* STATED EXERCISE
In the data below, list every line that contains the word "blurred" and copy each of those lines in full.

* LISTED ENTRIES
+++
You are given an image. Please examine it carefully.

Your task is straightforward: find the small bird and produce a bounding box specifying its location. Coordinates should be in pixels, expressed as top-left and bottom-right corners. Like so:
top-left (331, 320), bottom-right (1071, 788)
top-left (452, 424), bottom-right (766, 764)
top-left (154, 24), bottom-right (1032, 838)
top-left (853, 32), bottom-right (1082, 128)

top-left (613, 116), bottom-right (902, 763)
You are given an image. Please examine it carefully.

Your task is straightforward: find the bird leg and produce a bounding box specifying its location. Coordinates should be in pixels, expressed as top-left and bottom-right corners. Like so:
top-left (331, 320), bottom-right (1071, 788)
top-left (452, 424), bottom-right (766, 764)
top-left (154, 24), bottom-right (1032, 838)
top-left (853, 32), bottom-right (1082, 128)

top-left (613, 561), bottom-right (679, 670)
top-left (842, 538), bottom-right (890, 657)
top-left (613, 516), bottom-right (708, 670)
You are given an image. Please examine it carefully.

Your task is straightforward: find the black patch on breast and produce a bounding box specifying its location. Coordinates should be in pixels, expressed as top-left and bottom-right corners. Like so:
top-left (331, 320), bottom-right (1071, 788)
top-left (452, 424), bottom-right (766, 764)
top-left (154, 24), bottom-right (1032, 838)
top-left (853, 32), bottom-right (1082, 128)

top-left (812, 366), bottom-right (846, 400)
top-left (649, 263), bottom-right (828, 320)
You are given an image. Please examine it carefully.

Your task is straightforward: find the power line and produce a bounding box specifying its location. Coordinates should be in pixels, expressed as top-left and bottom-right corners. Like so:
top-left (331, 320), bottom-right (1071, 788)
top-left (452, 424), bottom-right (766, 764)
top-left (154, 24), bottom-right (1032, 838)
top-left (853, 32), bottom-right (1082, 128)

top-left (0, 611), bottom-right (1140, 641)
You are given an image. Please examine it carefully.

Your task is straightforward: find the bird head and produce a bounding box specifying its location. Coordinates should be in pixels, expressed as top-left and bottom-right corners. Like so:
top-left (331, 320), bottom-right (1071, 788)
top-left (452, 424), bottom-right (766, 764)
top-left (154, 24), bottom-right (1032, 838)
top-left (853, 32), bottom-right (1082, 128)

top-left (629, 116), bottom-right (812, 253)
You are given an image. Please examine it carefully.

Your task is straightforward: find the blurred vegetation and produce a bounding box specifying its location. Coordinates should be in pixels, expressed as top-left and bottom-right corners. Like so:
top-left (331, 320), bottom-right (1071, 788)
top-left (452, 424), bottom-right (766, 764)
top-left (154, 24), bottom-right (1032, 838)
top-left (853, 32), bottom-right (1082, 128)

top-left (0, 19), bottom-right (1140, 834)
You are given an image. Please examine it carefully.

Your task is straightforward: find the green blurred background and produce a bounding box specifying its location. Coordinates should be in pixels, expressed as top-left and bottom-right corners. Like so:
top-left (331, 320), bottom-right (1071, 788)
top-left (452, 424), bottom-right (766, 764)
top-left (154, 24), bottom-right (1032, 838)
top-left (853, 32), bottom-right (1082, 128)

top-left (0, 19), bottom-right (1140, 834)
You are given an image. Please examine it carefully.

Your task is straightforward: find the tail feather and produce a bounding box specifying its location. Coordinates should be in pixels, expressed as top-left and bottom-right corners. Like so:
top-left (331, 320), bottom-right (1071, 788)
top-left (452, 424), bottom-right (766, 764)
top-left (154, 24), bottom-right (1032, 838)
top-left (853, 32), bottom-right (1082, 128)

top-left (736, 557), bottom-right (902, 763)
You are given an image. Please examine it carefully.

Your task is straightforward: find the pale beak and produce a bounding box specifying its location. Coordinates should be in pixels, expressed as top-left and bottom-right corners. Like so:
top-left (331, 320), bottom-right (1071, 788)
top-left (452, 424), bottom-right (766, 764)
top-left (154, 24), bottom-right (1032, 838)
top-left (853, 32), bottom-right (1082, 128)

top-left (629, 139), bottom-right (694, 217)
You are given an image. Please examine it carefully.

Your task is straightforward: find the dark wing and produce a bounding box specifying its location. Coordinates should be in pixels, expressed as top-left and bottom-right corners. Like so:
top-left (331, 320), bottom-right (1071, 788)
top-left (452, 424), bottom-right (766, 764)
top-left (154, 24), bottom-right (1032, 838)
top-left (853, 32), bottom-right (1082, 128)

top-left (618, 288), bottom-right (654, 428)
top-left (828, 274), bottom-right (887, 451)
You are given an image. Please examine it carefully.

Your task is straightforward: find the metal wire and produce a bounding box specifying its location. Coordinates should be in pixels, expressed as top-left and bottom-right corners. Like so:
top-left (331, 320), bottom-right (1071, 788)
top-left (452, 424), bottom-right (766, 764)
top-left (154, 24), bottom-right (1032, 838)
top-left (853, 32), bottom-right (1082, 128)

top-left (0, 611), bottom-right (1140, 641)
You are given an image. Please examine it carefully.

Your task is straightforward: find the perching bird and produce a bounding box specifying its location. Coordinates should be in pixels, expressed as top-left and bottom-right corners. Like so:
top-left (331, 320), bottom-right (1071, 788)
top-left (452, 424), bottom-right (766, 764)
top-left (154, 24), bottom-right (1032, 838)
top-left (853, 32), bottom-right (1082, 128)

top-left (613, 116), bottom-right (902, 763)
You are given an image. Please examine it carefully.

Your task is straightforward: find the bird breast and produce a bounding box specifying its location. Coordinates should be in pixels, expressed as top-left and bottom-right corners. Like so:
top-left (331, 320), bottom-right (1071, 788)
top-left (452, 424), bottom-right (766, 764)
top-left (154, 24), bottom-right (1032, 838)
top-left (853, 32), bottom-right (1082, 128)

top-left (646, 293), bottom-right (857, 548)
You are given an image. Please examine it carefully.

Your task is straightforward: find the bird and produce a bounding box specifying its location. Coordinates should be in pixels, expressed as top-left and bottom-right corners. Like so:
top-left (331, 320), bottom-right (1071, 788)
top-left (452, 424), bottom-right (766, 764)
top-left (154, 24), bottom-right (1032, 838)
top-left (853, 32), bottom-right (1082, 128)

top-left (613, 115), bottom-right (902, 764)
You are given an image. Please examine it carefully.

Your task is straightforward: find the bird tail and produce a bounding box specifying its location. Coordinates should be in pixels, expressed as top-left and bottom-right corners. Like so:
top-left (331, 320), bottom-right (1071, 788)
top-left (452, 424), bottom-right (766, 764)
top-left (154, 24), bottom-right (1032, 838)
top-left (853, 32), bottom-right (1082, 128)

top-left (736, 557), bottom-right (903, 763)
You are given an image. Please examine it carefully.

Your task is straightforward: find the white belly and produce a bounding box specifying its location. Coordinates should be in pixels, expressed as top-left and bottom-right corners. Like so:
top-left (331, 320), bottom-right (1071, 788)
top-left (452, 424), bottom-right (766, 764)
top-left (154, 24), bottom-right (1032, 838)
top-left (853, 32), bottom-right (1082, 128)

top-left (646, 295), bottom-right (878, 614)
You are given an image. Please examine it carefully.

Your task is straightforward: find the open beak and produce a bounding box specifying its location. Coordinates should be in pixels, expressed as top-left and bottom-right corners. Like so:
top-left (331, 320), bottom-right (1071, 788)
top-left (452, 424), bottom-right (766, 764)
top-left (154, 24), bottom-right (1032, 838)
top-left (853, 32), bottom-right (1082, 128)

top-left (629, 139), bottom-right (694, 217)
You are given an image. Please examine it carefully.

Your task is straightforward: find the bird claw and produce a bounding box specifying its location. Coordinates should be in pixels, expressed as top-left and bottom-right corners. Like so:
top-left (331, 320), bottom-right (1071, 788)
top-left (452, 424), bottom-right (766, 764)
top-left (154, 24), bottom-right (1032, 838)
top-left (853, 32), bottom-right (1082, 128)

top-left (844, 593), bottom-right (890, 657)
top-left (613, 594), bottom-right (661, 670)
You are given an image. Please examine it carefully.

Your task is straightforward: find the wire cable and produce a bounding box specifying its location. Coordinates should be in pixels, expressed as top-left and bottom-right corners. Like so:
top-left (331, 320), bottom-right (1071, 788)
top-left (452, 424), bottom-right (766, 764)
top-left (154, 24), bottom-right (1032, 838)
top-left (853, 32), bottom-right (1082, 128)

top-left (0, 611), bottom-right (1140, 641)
+++
* ANSWER BELOW
Your task is straightforward: find the blurred vegetation and produce a bounding box specifying its location. Coordinates should be in pixels, expressed as top-left and bottom-right corners. Like so:
Your task is straightforward: find the green blurred background and produce a bounding box specifying its location. Coordinates should be in pixels, expressed as top-left and bottom-right corners. Like so:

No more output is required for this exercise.